** Opening EXTRACTED RECORDS block **

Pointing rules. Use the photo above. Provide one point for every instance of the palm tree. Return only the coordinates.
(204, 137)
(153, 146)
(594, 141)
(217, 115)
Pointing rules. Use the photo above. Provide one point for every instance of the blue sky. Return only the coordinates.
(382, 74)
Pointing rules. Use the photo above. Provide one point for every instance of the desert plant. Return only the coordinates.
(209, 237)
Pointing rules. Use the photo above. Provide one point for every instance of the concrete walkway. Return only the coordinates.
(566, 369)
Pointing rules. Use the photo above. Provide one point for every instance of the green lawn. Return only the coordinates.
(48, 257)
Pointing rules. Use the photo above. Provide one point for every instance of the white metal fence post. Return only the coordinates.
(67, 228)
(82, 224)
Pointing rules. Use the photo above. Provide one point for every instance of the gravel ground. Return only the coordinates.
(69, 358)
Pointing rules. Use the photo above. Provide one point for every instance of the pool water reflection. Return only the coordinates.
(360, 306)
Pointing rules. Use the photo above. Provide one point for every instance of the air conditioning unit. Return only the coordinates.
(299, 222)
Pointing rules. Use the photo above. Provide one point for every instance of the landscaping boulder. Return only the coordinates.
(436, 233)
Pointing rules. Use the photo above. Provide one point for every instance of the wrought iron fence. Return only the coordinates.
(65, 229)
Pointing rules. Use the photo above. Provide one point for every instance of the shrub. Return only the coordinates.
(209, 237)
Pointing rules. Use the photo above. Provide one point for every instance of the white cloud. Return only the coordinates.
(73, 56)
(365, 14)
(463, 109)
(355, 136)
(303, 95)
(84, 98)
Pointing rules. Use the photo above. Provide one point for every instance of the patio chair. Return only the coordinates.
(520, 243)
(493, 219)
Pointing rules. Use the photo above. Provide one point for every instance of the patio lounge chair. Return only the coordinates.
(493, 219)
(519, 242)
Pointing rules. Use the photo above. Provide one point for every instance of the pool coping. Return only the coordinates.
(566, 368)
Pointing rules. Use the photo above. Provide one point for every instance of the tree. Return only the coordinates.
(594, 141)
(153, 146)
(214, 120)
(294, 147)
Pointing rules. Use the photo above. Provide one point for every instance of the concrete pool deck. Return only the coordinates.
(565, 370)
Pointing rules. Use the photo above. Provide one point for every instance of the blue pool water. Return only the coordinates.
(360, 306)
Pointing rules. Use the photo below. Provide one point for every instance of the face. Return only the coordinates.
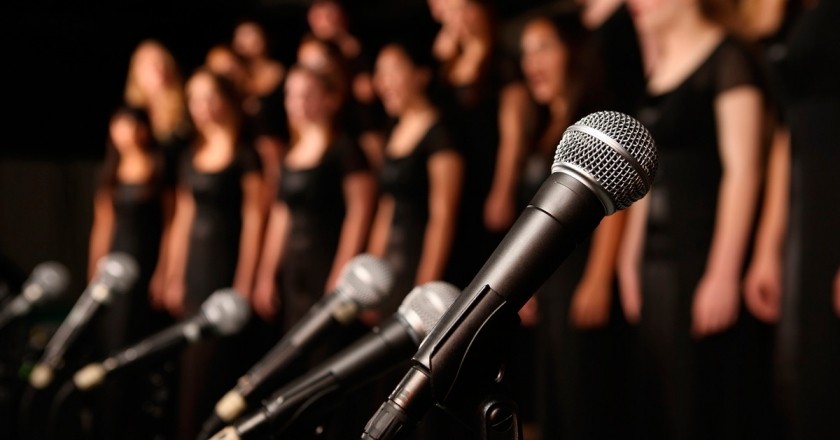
(652, 15)
(127, 133)
(544, 60)
(397, 80)
(249, 40)
(306, 99)
(206, 103)
(151, 68)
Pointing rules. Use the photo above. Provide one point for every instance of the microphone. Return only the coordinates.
(364, 282)
(325, 387)
(604, 163)
(223, 313)
(116, 272)
(47, 281)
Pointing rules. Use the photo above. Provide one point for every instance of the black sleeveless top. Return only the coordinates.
(214, 235)
(682, 121)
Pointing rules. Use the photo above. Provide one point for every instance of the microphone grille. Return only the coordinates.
(367, 280)
(51, 277)
(118, 270)
(612, 151)
(423, 307)
(226, 311)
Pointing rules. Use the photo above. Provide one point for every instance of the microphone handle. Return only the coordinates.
(164, 341)
(319, 392)
(310, 330)
(72, 326)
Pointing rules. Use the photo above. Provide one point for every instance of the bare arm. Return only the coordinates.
(739, 118)
(381, 227)
(249, 239)
(629, 257)
(359, 195)
(445, 176)
(264, 299)
(178, 251)
(102, 229)
(500, 206)
(763, 282)
(157, 285)
(591, 300)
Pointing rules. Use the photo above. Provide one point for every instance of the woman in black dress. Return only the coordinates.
(686, 243)
(798, 231)
(324, 207)
(420, 177)
(578, 360)
(215, 237)
(132, 207)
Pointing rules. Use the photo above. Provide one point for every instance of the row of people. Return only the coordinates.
(433, 188)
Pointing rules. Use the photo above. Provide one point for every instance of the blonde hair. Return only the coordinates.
(168, 114)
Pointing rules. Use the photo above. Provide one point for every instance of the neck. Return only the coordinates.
(683, 32)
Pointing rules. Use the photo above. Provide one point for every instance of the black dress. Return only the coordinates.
(688, 388)
(807, 66)
(138, 226)
(406, 180)
(315, 198)
(210, 367)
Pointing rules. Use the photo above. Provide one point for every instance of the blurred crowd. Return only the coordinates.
(708, 309)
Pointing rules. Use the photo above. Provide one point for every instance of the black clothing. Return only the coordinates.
(210, 367)
(315, 198)
(406, 180)
(693, 385)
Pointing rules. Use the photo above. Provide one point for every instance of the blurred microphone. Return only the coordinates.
(604, 163)
(323, 389)
(47, 281)
(116, 272)
(223, 313)
(364, 282)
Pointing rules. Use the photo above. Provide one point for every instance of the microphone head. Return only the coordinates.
(226, 311)
(118, 270)
(613, 154)
(367, 280)
(423, 307)
(47, 281)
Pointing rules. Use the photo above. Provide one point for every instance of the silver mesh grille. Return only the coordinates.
(423, 307)
(226, 311)
(51, 277)
(613, 149)
(118, 270)
(367, 280)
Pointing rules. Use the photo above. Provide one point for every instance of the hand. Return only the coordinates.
(174, 298)
(837, 293)
(630, 293)
(265, 299)
(499, 211)
(529, 314)
(591, 304)
(763, 288)
(715, 306)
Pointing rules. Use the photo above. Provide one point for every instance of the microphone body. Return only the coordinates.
(365, 281)
(224, 312)
(116, 273)
(460, 358)
(47, 281)
(324, 388)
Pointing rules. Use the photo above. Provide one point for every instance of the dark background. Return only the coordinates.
(64, 65)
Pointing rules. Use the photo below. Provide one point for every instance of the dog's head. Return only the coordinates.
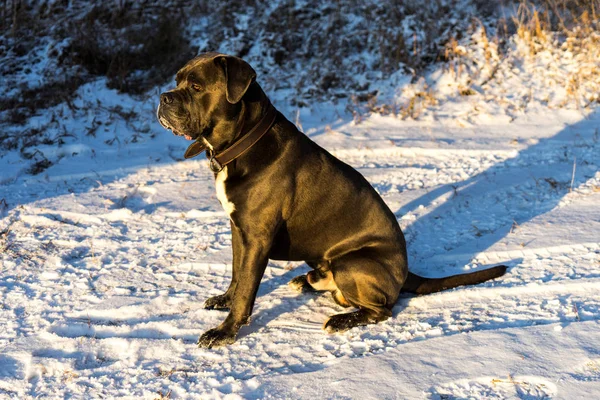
(205, 106)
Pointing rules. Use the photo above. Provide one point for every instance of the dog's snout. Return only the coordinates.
(166, 98)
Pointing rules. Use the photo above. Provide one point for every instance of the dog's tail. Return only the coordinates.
(420, 285)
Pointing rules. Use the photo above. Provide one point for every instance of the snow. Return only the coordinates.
(107, 262)
(108, 255)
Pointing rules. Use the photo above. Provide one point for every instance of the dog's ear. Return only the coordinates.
(239, 75)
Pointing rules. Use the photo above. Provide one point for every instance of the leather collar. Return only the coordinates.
(219, 161)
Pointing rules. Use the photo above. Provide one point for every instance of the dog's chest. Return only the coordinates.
(228, 206)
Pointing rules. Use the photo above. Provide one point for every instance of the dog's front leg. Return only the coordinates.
(253, 263)
(223, 301)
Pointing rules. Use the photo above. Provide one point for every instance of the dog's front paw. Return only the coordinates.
(220, 302)
(216, 338)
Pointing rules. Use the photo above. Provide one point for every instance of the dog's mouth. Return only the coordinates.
(165, 124)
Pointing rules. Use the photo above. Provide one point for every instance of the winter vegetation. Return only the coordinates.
(476, 121)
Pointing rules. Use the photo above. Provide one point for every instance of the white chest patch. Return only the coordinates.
(221, 195)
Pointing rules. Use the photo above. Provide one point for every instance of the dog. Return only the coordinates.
(289, 199)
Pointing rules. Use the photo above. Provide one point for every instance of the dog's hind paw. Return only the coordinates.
(343, 322)
(216, 338)
(300, 284)
(220, 302)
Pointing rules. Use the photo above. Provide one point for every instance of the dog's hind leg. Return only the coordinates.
(314, 280)
(367, 285)
(321, 279)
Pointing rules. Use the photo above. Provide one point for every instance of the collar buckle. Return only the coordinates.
(215, 165)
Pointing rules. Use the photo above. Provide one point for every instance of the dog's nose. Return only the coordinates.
(166, 98)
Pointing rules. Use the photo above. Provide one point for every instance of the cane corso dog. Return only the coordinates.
(289, 199)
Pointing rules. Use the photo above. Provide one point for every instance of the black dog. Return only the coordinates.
(289, 199)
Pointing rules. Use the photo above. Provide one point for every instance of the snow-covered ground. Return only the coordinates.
(108, 256)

** Closing EXTRACTED RECORDS block **

=== WORK TO COMPLETE ===
Your copy should match every entry above exactly and contain no pictures.

=== EXERCISE OUTPUT ===
Pointing rules. Use the photo above. Provide one point for every instance of the palm tree. Return only the coordinates.
(204, 137)
(153, 146)
(594, 141)
(217, 115)
Pointing rules. Use the photo above. Provide one point for every instance of the blue sky. Return only the coordinates.
(382, 74)
Pointing rules. Use the photo above. Provide one point for every instance of the desert plant. Return only the coordinates.
(209, 237)
Pointing rules. Use the photo above. Provide one point for every instance of the concrete walkway. Return only the coordinates.
(566, 369)
Pointing rules. Use the photo above. Provide one point for every instance of the green lawn. Return only the coordinates.
(48, 257)
Pointing rules. Use the photo above. Provide one point for every instance of the white metal fence post. Return only the coordinates.
(67, 228)
(82, 224)
Pointing rules. Use the photo above. Provide one point for every instance of the gravel ground. Return only the coordinates.
(69, 358)
Pointing rules. Use the photo above. Provide one point for every instance of the pool water reflection. Return only the coordinates.
(360, 306)
Pointing rules. Use the photo above. Provide one point for every instance of the air conditioning unit. Return only the coordinates.
(299, 222)
Pointing rules. Use the photo above. Provide one point for every instance of the landscaping boulder. Return only the coordinates.
(436, 233)
Pointing rules. Use the photo above. Provide one point for every instance of the wrought iron fence. Return only the coordinates.
(65, 229)
Pointing rules. Use the photo above. Provide one point for every instance of the shrub. Return only the coordinates.
(209, 237)
Pointing rules. Use the photo above. Provide one point for every instance of the white cloud. Return only the coordinates.
(73, 56)
(365, 14)
(463, 109)
(355, 136)
(303, 95)
(84, 98)
Pointing rules. Use the photo above. Provide one point for every instance of the patio chair. Return only the coordinates.
(520, 243)
(493, 219)
Pointing rules. Use the photo above. Provide one point for every instance of the patio lounge chair. Return only the coordinates.
(493, 219)
(519, 242)
Pointing rules. Use the photo above. Provide one point for every instance of the pool coping. Return only the coordinates.
(566, 368)
Pointing rules. Use the photo above. Provide one point for every instance of the tree. Return only the coordinates.
(594, 141)
(153, 146)
(214, 120)
(294, 147)
Pointing rules. Use the photo above. Provide one point for every instance of the concrete pool deck. Return only the coordinates.
(565, 370)
Pointing rules. Use the photo above. Provide one point for every instance of the blue pool water. Return only the coordinates.
(360, 306)
Pointing rules. Use the photo below. Provide one point for every instance of the face. Return only the coordinates.
(652, 15)
(127, 133)
(544, 60)
(397, 80)
(249, 40)
(306, 99)
(206, 103)
(151, 68)
Pointing rules. Use the photo above. Provide one point for every instance of the microphone. Return only the coordinates.
(364, 282)
(325, 387)
(604, 163)
(223, 313)
(116, 272)
(47, 281)
Pointing rules. Use the photo above. Provide one point for every instance of the black sleeveless top. Return only the coordinates.
(214, 235)
(682, 121)
Pointing rules. Use the photo above. Provide one point for every instance of the microphone grille. Return only the coordinates.
(367, 280)
(51, 277)
(118, 270)
(612, 151)
(423, 307)
(226, 311)
Pointing rules. Use the photo above. Provide one point for every instance of the microphone handle. Return only the coordinates.
(164, 341)
(319, 392)
(310, 330)
(72, 326)
Pointing rules. Use the photo above. Provide one point for every instance of the bare arm. Return only the coordinates.
(739, 118)
(381, 227)
(249, 239)
(629, 257)
(359, 195)
(445, 176)
(264, 299)
(178, 251)
(102, 229)
(500, 206)
(763, 282)
(157, 285)
(591, 300)
Pointing rules. Use the photo above. Provide one point for every instance of the woman in black dress. Return only the coordinates.
(686, 243)
(798, 231)
(324, 207)
(420, 177)
(578, 360)
(215, 237)
(132, 207)
Pointing rules. Use the photo above. Provide one point for every instance of the row of people. Return only the coordinates.
(433, 188)
Pointing rules. Use the photo above. Provide one point for every instance of the blonde hair. Return only the coordinates.
(168, 114)
Pointing rules. Use the photo above. Provide one point for every instance of the neck. Return only the coordinates.
(683, 32)
Pointing rules. Use the photo above. Provide one point for every instance of the black dress. Return only the coordinates.
(688, 388)
(807, 66)
(138, 226)
(406, 180)
(315, 198)
(210, 367)
Pointing rules. Use the photo above. Provide one point for every instance of the blurred crowd. Return only the coordinates.
(708, 309)
Pointing rules. Use the photo above. Provide one point for every instance of the black clothing. Return only the coordinates.
(210, 367)
(315, 198)
(406, 180)
(693, 385)
Pointing rules. Use the photo above. Provide one point for every instance of the blurred microphone. Return only the coordinates.
(604, 163)
(323, 389)
(47, 281)
(116, 272)
(223, 313)
(364, 282)
Pointing rules. Use the photo above. Provide one point for every instance of the microphone head. Return only the coordinates.
(226, 311)
(118, 270)
(613, 154)
(367, 280)
(423, 307)
(47, 281)
Pointing rules. Use the photo above. Provide one point for every instance of the silver mesh grille. Return only the coordinates.
(423, 307)
(226, 311)
(51, 277)
(613, 149)
(118, 270)
(367, 280)
Pointing rules. Use the photo above. Provide one point for every instance of the hand. Return only the coordinates.
(174, 298)
(837, 293)
(630, 293)
(265, 299)
(499, 211)
(529, 314)
(591, 304)
(763, 288)
(715, 306)
Pointing rules. Use the photo above. Provide one point for every instance of the microphone body. Return only the coordinates.
(365, 281)
(224, 312)
(116, 273)
(460, 358)
(47, 281)
(324, 388)
Pointing rules. Use the photo above. Provide one point for every instance of the dark background. Return only the coordinates.
(64, 65)
Pointing rules. Use the photo below. Provide one point for every instance of the dog's head. Return only the coordinates.
(205, 106)
Pointing rules. Use the photo above. Provide one point for every instance of the dog's snout. Return only the coordinates.
(166, 98)
Pointing rules. Use the photo above. Provide one point for every instance of the dog's tail. Return only the coordinates.
(420, 285)
Pointing rules. Use the photo above. Provide one point for every instance of the snow. Return only the coordinates.
(107, 262)
(108, 255)
Pointing rules. Use the photo above. Provide one point for every instance of the dog's ear. Return only the coordinates.
(239, 75)
Pointing rules. Use the photo above. Provide one point for every instance of the leather collar. Return only the coordinates.
(219, 161)
Pointing rules. Use the photo above. Provide one point for every instance of the dog's chest. Return only the coordinates.
(228, 206)
Pointing rules. Use the photo above. Provide one point for every instance of the dog's front leg. Return only the coordinates.
(253, 263)
(223, 301)
Pointing rules. Use the photo above. Provide one point for every instance of the dog's front paw. Return only the coordinates.
(220, 302)
(216, 338)
Pointing rules. Use the photo above. Provide one point for every instance of the dog's mouth. Return only the coordinates.
(165, 124)
Pointing rules. Use the photo above. Provide one point for every instance of the winter vegetation. Return only the coordinates.
(476, 121)
Pointing rules. Use the photo above. Provide one point for every instance of the white chest patch. Return only the coordinates.
(221, 195)
Pointing rules. Use the photo above. Provide one point for every instance of the dog. Return only the coordinates.
(289, 199)
Pointing rules. Use the photo above. Provide one point for every instance of the dog's hind paw. Return only the coordinates.
(343, 322)
(216, 338)
(300, 284)
(220, 302)
Pointing rules. Use the photo above. Provide one point for every instance of the dog's hind leg. Return only the coordinates.
(314, 280)
(367, 285)
(321, 279)
Pointing rules. Use the photo above. Provide one point for every instance of the collar buckle. Return only the coordinates.
(215, 165)
Pointing rules. Use the photo above. Provide one point for every instance of the dog's nose. Return only the coordinates.
(166, 98)
Pointing rules. Use the photo above. Provide one point for every instance of the cane corso dog. Return only the coordinates.
(289, 199)
Pointing rules. Use the photo above. Provide one point for every instance of the black dog. Return only the coordinates.
(289, 199)
Pointing rules. Use the photo above. Provide one point for every instance of the snow-covered ground. Return only the coordinates.
(108, 256)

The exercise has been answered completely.